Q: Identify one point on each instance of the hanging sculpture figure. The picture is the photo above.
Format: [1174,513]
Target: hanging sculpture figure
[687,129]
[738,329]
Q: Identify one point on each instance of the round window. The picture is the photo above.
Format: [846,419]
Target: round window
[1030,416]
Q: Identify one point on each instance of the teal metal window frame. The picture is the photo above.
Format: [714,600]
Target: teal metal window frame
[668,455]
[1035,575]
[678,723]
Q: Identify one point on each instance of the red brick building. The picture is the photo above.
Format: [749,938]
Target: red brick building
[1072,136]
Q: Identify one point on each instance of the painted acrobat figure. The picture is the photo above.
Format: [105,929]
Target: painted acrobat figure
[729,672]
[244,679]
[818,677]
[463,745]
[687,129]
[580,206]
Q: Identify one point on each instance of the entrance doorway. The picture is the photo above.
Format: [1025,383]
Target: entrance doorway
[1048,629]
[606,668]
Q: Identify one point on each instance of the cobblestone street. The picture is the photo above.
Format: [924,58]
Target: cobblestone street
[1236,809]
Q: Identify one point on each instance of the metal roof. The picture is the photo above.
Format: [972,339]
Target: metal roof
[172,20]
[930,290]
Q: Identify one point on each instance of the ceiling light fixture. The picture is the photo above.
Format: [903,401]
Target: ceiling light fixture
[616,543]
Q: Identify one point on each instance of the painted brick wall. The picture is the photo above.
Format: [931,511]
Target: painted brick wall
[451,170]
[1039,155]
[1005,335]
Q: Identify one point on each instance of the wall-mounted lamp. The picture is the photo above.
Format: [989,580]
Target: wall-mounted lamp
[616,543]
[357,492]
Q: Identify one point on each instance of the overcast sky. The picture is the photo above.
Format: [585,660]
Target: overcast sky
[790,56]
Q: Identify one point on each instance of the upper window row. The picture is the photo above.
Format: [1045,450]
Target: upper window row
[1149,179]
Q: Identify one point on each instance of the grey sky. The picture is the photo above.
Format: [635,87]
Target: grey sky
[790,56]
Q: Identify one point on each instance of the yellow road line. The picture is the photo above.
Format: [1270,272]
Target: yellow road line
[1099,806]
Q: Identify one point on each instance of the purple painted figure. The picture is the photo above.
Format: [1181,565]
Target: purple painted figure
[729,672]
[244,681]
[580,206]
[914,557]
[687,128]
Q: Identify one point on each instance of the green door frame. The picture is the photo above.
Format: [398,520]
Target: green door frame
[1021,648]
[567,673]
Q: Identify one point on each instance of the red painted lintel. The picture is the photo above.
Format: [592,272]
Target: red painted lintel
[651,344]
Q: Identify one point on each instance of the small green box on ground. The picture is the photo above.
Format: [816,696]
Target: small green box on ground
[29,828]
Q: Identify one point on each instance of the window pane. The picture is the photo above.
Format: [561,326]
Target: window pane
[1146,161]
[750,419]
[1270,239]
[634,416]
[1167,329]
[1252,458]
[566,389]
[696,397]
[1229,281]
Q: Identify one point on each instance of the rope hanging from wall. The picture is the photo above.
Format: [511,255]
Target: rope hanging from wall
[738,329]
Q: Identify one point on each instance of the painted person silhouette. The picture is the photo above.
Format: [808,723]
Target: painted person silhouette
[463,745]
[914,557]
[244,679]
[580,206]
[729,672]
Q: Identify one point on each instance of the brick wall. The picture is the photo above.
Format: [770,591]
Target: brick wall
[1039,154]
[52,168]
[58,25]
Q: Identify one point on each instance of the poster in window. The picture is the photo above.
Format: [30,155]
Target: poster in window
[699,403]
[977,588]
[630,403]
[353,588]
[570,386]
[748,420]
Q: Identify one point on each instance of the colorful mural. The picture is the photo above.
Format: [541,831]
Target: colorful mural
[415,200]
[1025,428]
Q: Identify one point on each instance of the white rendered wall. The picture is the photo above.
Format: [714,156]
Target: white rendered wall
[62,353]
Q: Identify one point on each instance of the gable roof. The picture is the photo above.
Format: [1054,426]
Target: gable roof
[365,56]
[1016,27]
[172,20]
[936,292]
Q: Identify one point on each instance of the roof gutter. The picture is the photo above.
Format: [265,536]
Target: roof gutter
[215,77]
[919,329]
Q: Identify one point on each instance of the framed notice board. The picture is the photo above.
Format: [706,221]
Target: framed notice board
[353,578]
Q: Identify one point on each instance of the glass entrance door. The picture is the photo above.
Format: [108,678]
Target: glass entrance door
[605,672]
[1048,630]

——

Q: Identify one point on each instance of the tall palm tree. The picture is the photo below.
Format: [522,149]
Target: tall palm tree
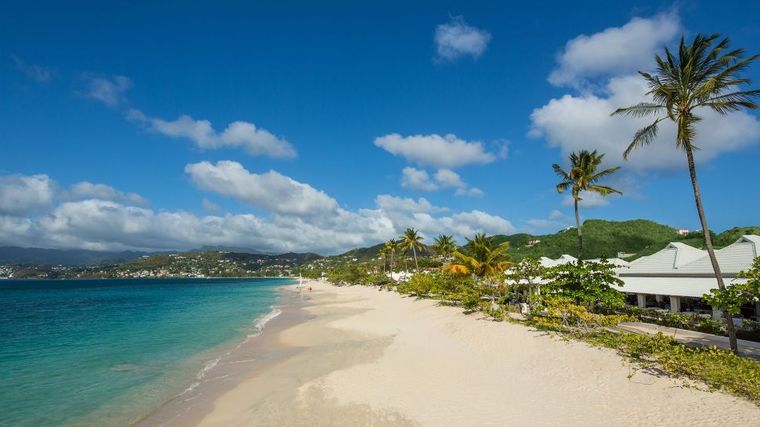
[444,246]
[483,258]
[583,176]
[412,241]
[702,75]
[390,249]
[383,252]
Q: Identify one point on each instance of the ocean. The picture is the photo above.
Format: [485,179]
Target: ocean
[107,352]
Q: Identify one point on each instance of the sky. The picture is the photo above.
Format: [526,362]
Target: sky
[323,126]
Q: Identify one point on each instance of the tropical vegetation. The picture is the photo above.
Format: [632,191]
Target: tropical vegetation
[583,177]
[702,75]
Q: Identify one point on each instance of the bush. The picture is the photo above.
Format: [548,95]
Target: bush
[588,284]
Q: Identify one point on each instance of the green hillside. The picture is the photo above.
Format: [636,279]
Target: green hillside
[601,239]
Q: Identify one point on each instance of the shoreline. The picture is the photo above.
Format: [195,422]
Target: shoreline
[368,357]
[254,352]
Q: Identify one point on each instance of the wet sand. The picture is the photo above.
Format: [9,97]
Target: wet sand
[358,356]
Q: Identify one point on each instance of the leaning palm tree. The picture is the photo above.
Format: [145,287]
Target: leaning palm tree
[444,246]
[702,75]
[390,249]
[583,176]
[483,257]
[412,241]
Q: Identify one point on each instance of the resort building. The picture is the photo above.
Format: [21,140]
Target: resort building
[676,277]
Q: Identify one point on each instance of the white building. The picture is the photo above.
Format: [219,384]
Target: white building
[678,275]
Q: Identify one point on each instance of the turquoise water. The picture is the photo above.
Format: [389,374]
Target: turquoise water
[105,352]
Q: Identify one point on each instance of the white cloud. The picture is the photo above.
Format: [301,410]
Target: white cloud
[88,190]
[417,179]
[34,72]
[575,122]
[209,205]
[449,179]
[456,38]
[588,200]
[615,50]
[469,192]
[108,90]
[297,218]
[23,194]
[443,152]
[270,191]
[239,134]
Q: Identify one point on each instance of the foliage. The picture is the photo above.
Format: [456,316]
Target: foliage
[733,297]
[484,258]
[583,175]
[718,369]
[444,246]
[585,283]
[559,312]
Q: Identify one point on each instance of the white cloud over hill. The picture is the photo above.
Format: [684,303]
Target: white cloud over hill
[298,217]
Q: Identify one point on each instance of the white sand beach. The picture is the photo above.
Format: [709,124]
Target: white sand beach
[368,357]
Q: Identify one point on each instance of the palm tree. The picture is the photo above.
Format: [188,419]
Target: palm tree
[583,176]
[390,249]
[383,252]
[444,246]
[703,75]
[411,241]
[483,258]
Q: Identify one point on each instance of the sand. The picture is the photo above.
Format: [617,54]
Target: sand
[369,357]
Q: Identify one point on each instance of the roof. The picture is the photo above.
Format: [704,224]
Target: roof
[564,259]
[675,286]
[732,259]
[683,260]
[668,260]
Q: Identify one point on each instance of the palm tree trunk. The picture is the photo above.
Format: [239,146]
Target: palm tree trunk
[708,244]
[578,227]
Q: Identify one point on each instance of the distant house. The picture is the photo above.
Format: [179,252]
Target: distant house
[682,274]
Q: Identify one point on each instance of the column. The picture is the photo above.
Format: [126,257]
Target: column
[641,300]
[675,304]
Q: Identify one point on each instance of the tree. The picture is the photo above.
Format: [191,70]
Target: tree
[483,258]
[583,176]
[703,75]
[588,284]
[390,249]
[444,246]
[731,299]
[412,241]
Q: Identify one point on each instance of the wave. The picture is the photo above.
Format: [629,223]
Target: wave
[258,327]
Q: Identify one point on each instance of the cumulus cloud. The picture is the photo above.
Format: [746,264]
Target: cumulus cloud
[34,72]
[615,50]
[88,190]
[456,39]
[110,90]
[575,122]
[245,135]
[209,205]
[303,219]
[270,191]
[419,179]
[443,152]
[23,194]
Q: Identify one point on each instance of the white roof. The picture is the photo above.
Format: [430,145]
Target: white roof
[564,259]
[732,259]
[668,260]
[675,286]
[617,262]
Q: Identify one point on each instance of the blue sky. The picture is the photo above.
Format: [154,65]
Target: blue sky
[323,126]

——

Your task: How many lines in the data above contain the word "gable"? Reply with the number alone.

Finished exercise: 2